■ DO THIS ■
Render the lines below as a numbered list, omitting any blank lines.

==== INFORMATION PROVIDED

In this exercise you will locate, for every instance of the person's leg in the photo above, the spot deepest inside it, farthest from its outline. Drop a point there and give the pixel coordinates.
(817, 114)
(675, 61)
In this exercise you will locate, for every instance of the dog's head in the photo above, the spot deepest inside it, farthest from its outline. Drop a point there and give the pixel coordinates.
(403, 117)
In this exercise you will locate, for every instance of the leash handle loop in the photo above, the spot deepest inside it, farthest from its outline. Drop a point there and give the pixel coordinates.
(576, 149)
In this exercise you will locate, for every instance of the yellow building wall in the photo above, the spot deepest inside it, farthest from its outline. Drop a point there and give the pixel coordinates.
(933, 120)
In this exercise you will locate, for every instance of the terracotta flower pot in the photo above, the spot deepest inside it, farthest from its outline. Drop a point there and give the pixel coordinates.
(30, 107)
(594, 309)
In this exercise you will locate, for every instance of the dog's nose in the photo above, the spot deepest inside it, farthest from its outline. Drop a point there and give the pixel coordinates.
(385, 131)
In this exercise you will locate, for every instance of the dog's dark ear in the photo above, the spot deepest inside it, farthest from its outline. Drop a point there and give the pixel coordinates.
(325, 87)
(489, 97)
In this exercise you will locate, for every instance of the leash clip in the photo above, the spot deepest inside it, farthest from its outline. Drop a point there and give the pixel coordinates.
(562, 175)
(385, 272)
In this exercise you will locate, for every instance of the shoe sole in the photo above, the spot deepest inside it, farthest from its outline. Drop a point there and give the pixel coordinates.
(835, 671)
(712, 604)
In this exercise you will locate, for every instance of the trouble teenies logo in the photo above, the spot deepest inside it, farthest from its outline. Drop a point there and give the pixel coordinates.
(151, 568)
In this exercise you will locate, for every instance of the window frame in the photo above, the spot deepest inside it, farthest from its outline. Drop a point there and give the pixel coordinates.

========

■ TASK RESULT ■
1. In this exercise you will locate, for every instance of the person's leg in the photo above, the spot deepest inside it, farthest from its outline. Drop a point there and give the pixel coordinates.
2. (817, 114)
3. (675, 61)
4. In this exercise you will locate, for every instance of the dog's head in the photo above, the spot deepest inside it, farthest from its outline. Drop a point there and give the pixel coordinates.
5. (403, 117)
6. In this exercise you will locate, for every instance of the leash handle loop in the photo above, the spot deepest inside it, farthest from its outline. Drop a point there and give the pixel coordinates.
7. (576, 149)
8. In this exercise you will locate, for every instance of the yellow building wall in the photo above, the spot deepest inside it, farthest from its outline. Drop a point there and give the pixel coordinates.
9. (933, 120)
10. In this exercise you will locate, for every instance of the terracotta flower pot in the photo above, the spot deepest inside it, farthest from its outline. Drop a point there and give the pixel coordinates.
11. (30, 107)
12. (594, 309)
13. In this exercise you will locate, for every instance of the dog's nose in the photo above, the spot deepest inside it, farthest from its outline. Drop a point there and give the pixel coordinates.
14. (385, 131)
15. In this exercise you will locate, for every instance of the dog's dark ear in the photo above, the spot deepest inside it, farthest from its outline. Drop a point there and give the pixel coordinates.
16. (325, 87)
17. (489, 97)
18. In this exercise you will locate, for every instance of the leash clip in the photo above, the spot deepest inside it, farthest from its outline. Drop a point there and give the pixel coordinates.
19. (562, 175)
20. (385, 272)
21. In this exercise you will locate, for every instance of the shoe sole in the photo above, the spot deepest inside it, farthest from its outline. Drop a point there and give the pixel coordinates.
22. (835, 671)
23. (712, 604)
24. In this exercise you will locate, for every instance of the trouble teenies logo in the photo above, the spot deepest inside it, farthest from its outline. Drop a point there and give the pixel coordinates.
25. (151, 568)
26. In this exercise you will locate, for every instance of the window frame in the photo above, the spot deepest inside it, farthest from its outline. Drop a point there and give the pixel coordinates.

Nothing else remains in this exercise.